--- start SUPPLIED RECORDS ---

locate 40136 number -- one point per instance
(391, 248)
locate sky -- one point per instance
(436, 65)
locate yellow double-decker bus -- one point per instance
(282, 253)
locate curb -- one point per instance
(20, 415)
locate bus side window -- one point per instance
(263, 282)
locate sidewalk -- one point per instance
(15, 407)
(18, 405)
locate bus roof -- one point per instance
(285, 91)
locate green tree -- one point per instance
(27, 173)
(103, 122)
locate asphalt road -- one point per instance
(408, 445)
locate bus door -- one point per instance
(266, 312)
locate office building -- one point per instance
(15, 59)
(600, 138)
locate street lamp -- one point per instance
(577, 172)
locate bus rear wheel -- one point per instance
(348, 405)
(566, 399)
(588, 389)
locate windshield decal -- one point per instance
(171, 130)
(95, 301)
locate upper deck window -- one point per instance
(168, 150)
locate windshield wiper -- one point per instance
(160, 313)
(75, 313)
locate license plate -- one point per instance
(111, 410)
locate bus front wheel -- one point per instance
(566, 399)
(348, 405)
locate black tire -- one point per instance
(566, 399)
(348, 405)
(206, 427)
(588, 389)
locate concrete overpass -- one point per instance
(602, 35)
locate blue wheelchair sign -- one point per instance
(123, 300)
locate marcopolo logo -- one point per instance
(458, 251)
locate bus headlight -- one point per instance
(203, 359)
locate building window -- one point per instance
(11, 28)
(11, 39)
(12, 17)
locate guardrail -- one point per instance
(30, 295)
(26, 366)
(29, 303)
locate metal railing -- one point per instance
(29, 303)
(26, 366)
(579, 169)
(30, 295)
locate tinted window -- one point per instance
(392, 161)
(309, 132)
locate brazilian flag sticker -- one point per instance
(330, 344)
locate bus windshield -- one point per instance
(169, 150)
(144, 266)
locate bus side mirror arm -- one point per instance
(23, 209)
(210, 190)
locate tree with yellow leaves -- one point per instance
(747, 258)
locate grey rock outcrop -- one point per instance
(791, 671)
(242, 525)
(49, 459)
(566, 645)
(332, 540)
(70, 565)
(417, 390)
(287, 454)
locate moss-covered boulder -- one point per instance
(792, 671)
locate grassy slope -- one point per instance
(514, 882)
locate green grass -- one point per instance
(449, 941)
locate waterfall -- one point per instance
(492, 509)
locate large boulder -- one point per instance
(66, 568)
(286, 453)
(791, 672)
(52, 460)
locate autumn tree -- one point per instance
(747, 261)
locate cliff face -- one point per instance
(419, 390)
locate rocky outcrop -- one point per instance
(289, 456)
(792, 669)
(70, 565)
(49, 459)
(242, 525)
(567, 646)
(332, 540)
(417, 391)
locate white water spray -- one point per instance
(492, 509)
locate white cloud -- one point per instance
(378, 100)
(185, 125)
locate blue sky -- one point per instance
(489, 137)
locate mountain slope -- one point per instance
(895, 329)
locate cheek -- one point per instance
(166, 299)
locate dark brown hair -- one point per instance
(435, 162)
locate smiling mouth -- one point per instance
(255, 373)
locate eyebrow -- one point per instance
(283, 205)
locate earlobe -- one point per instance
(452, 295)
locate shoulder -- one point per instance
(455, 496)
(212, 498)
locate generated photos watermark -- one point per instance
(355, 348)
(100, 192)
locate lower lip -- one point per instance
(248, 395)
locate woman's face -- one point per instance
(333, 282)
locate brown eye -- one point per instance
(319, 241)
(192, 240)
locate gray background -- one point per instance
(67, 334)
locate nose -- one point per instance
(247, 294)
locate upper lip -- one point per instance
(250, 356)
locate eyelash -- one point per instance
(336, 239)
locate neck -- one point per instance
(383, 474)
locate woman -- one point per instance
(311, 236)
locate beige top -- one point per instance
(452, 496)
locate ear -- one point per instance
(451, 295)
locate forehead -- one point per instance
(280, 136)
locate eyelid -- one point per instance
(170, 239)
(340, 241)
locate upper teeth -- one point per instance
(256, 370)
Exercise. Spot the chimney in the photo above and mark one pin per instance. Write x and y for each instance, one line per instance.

--- end SUPPLIED RECORDS ---

Output every entry shown above, exactly.

### RESULT
locate 40136 number -- one point per instance
(391, 248)
locate sky -- one point per instance
(436, 65)
locate yellow double-decker bus -- one point per instance
(282, 253)
locate curb -- one point per instance
(20, 415)
locate bus side window -- one point per instance
(263, 282)
locate sidewalk -- one point per instance
(15, 407)
(18, 405)
locate bus roof -- one point per instance
(285, 91)
locate green tree -- one point per instance
(27, 173)
(103, 122)
locate asphalt road -- one point per instance
(408, 445)
locate bus door -- one point per instance
(266, 312)
locate office building -- one point per instance
(15, 59)
(600, 138)
locate street lamp -- one point per instance
(577, 172)
locate bus rear wheel -- one point per instance
(348, 405)
(566, 399)
(588, 389)
locate windshield decal -- one point per instance
(171, 130)
(95, 301)
locate upper deck window -- one point per instance
(168, 150)
locate windshield wiper -- one point per instance
(160, 313)
(75, 313)
locate license plate -- one point per instance
(111, 410)
locate bus front wheel -- one point per instance
(566, 399)
(348, 405)
locate black tire -- one point per instance
(566, 399)
(348, 405)
(206, 427)
(588, 389)
locate concrete overpass -- one point per instance
(602, 35)
locate blue wheelchair sign -- one point per instance
(123, 300)
locate marcopolo logo -- one point per instance
(458, 251)
locate bus headlight -- one point per instance
(203, 359)
locate building window -- one point per instance
(11, 28)
(11, 39)
(12, 17)
locate guardrail -- one point per instance
(30, 295)
(26, 366)
(29, 303)
locate metal railing -- one point per instance
(29, 303)
(26, 366)
(579, 169)
(30, 295)
locate tinted window -- one point per instance
(392, 161)
(309, 132)
locate brazilian flag sticker -- one point per instance
(330, 344)
locate bus windshield -- one point per instance
(169, 150)
(144, 266)
locate bus side mirror arm -- one point per instance
(23, 209)
(210, 190)
locate tree with yellow leaves -- one point per instance
(747, 258)
locate grey rock outcrop -- one point per instance
(791, 671)
(242, 525)
(49, 459)
(566, 645)
(332, 540)
(70, 565)
(417, 390)
(287, 454)
locate moss-covered boulder -- one point per instance
(792, 671)
locate grassy slope -- one point per instance
(514, 882)
locate green grass -- one point per instance
(449, 941)
locate waterfall -- one point per instance
(492, 509)
locate large boulder -- one point per instance
(66, 568)
(286, 453)
(791, 672)
(52, 460)
locate autumn tree -- one point per instance
(747, 261)
locate cliff face -- one point per instance
(419, 390)
locate rocky outcrop -- one point per instance
(289, 456)
(792, 669)
(70, 565)
(49, 459)
(242, 525)
(567, 646)
(332, 540)
(417, 391)
locate white water spray -- one point per instance
(492, 509)
locate white cloud -- one point per instance
(378, 100)
(185, 125)
locate blue sky -- one point per instance
(489, 137)
locate mountain slope -- one point per instance
(895, 329)
locate cheek -- one point per instance
(166, 299)
locate dark brown hair -- one point per instance
(435, 162)
locate smiling mouth -- one point per instance
(255, 373)
locate eyebrow -- one point per instance
(283, 205)
locate earlobe -- one point per instance
(452, 295)
locate shoulder -- one point per instance
(455, 496)
(212, 498)
locate generated photos watermark -- one point per instance
(355, 348)
(100, 192)
locate lower lip -- one point per instance
(248, 395)
locate woman's face -- one point per instance
(333, 282)
locate brown eye -- one point per instance
(319, 241)
(192, 240)
locate gray background -- one point per instance
(67, 334)
locate nose -- one point per instance
(247, 294)
locate upper lip -- one point per instance
(250, 356)
locate eyelash -- one point per instance
(336, 239)
locate neck -- one point per instance
(383, 474)
locate woman -- one point per instance
(311, 236)
locate beige top -- one point per instance
(452, 496)
locate ear -- one point per instance
(451, 295)
locate forehead -- one point per instance
(280, 136)
locate eyelid -- one point per instance
(170, 239)
(340, 241)
locate upper teeth -- one point per instance
(256, 370)
Exercise. Spot the chimney in the photo above and mark one pin per instance. Write x and y for each instance, one line per instance.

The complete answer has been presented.